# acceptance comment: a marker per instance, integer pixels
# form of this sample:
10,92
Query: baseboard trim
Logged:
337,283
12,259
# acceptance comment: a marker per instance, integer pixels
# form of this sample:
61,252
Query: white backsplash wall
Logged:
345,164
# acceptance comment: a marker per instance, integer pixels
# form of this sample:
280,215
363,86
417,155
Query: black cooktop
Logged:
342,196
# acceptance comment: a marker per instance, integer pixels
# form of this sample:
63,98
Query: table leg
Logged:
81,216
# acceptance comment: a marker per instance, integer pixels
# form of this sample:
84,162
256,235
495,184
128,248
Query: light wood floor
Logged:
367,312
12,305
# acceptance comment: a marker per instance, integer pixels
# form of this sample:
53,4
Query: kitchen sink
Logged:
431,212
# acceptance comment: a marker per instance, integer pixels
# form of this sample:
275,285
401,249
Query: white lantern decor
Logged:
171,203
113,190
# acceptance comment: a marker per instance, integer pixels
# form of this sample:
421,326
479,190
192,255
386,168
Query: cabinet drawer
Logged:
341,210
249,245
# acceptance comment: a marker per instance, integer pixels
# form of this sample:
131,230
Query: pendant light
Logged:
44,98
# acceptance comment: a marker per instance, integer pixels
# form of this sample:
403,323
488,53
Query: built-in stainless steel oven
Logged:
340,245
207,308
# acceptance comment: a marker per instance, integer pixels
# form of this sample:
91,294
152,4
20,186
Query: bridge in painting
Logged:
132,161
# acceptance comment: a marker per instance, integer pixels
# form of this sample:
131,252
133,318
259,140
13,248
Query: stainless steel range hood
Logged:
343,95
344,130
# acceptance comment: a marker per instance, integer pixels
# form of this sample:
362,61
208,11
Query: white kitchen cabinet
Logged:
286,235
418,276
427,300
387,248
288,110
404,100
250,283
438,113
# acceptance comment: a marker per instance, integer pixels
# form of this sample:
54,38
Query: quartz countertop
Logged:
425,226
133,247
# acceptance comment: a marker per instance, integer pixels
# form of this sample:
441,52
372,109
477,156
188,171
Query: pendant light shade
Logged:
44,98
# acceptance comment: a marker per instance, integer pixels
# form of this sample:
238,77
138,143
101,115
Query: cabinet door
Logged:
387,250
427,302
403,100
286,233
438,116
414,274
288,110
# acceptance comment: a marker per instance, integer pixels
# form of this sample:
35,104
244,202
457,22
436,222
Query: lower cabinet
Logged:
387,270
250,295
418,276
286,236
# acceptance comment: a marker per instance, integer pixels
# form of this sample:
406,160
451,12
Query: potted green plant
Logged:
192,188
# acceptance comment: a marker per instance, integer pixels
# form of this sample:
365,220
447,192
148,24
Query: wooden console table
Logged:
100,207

_ _ _

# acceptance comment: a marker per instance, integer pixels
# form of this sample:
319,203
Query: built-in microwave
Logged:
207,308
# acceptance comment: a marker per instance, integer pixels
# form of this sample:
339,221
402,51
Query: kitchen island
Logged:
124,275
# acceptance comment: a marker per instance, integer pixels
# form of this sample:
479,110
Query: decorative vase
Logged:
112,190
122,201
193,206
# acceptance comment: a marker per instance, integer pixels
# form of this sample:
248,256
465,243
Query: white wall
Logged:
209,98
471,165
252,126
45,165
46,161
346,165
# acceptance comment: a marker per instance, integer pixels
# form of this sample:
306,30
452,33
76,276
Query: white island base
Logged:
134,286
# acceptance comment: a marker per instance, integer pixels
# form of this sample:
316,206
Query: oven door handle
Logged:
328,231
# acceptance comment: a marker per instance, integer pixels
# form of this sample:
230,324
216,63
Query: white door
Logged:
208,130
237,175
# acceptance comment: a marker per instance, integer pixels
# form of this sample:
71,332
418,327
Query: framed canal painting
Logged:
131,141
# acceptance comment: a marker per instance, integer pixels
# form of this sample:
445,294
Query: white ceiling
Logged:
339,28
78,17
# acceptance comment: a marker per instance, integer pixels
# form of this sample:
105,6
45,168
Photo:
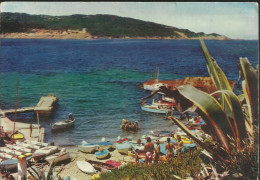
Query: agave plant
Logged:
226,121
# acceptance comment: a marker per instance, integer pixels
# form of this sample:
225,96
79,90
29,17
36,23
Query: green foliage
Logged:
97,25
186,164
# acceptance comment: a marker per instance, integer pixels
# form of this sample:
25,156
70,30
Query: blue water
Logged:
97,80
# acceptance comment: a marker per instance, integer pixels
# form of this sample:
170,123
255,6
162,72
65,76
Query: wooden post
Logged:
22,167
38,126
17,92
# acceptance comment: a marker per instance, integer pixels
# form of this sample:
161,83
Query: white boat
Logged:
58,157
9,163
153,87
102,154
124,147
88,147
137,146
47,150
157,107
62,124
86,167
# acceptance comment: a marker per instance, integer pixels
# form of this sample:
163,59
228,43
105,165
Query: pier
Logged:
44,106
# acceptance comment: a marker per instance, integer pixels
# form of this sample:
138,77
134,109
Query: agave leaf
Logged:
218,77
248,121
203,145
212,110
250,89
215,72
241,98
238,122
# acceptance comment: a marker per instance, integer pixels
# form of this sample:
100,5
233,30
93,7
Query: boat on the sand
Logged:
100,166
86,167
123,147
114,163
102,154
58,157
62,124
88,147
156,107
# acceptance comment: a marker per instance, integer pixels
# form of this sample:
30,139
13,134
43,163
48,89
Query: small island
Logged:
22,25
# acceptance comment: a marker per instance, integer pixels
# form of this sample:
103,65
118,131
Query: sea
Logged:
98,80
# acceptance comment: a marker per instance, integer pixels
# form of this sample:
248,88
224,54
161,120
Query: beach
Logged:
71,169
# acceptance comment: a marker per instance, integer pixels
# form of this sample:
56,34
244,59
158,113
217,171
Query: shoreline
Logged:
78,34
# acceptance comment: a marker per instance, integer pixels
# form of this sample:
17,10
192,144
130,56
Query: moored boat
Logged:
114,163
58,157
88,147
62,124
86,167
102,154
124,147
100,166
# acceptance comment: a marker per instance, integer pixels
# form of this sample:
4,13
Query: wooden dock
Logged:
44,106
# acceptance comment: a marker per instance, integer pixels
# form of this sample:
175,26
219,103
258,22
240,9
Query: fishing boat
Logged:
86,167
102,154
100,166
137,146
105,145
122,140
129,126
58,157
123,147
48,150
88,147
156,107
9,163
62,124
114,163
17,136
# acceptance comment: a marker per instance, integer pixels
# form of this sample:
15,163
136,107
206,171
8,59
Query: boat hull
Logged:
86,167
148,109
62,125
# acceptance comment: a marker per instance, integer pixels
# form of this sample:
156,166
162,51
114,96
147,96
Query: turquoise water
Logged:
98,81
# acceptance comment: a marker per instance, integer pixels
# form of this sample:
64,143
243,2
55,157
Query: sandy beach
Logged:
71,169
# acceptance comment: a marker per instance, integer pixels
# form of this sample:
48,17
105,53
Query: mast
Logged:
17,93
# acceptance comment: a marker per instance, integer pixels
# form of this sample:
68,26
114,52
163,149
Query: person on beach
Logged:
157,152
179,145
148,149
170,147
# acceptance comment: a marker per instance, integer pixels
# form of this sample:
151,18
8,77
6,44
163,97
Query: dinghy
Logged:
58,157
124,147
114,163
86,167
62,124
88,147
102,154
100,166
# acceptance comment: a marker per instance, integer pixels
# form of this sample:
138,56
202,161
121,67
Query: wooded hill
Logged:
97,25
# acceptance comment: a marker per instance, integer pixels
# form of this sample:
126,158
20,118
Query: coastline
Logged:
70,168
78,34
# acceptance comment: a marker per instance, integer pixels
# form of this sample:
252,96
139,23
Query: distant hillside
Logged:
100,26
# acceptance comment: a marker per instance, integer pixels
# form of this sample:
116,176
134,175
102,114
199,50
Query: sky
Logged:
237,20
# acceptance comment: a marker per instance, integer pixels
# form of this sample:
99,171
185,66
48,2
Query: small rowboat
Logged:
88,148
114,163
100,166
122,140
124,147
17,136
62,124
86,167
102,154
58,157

_ _ _

YOUR OBJECTIVE. Collect, from the material above, every line containing the word "water".

SOLUTION.
Query: blue water
Query: turquoise water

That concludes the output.